* **What the task requires**
Can you rewrite the records from their start through the line containing "Outlines of the <item>decorative", putting "ornamental gold trim" wherever "decorative gold molding" appears and keeping all else unchanged? Leave the pictures out of your answer.

* **Material provided**

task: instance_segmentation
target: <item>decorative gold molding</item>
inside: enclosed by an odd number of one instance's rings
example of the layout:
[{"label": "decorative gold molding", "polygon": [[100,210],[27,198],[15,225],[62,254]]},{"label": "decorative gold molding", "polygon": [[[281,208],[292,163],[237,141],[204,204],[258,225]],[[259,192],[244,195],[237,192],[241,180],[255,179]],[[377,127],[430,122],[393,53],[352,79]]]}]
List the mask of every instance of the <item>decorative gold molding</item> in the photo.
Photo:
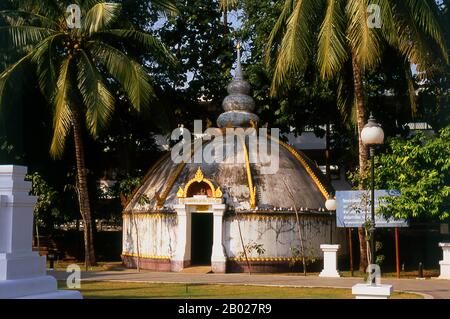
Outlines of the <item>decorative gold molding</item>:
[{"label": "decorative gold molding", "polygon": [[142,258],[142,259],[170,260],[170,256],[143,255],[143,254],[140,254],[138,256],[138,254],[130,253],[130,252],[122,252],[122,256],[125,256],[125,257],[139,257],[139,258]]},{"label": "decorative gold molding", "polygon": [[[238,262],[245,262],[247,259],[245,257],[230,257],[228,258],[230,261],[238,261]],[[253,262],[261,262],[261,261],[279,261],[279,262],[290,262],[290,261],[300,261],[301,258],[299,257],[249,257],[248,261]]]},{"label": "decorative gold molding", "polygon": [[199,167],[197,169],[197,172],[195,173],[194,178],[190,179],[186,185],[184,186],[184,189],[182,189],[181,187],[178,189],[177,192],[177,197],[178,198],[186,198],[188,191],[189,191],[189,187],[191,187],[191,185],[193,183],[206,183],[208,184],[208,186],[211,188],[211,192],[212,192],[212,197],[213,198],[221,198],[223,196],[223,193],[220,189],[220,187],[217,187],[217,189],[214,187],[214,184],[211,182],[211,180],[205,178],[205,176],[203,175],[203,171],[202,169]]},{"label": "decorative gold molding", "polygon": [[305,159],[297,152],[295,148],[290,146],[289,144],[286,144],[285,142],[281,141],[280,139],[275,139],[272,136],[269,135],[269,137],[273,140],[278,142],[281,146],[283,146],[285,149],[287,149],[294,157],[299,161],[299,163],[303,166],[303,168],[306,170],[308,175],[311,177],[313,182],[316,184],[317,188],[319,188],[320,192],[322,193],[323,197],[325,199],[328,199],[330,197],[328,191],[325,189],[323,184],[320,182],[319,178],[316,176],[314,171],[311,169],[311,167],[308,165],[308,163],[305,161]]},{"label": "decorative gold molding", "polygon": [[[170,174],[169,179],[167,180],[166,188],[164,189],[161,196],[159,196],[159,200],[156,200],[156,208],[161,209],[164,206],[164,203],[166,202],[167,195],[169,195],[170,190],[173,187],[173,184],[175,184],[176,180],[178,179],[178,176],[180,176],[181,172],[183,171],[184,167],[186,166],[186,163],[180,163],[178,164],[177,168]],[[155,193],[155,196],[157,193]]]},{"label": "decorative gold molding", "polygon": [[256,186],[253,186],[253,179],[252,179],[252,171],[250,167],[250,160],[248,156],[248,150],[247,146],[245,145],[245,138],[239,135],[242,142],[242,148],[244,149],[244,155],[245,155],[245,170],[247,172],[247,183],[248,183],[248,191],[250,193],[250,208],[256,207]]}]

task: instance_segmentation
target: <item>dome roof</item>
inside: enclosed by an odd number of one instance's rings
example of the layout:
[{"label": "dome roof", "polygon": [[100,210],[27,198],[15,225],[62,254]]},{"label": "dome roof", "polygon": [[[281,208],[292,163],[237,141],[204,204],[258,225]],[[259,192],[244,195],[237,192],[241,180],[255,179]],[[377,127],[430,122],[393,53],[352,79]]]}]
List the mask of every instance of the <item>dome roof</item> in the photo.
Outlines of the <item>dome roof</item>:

* **Correct answer**
task: instance_segmentation
target: <item>ornamental gold trim</item>
inside: enclosed by an odd number of one instance's rings
example of the layout:
[{"label": "ornamental gold trim", "polygon": [[100,210],[27,198],[15,225],[62,254]]},{"label": "ornamental gold trim", "polygon": [[[281,208],[292,163],[237,141],[204,204],[258,225]],[[259,192],[244,195],[237,192],[241,180],[255,179]],[[377,127],[430,122],[393,53],[352,79]]]}]
List the mask of every instance of the <item>ornamental gold trim</item> in the photo.
Photo:
Outlines of the <item>ornamental gold trim</item>:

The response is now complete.